**Directive**
Convert the data below into a two-column CSV headed instruction and response. Give one row per block, with the block's text under instruction and its answer under response, each in a single quoted field with line breaks replaced by spaces.

**Data extract**

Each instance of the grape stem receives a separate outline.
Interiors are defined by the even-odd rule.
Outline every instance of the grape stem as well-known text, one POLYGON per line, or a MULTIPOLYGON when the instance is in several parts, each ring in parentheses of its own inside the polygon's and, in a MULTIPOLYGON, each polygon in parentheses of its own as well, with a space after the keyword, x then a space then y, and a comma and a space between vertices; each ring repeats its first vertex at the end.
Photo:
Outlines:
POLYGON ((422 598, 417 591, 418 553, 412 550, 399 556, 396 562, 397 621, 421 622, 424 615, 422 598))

**Solution for this problem**
instruction,response
"Each instance of the grape stem receives a separate outline. Interiors are defined by the even-odd rule. Outline every instance of the grape stem as well-known text, one POLYGON per line, or a MULTIPOLYGON when the instance is in several parts, each ring in parentheses of its own inside the polygon's and, in a MULTIPOLYGON, each polygon in parentheses of its own as well, with a space after the keyword, x then a space then y, and a comma and a space between vertices; each ring repeats its first vertex at the end. Photo: Outlines:","POLYGON ((422 598, 417 591, 418 553, 412 550, 399 556, 396 562, 397 621, 421 622, 424 615, 422 598))"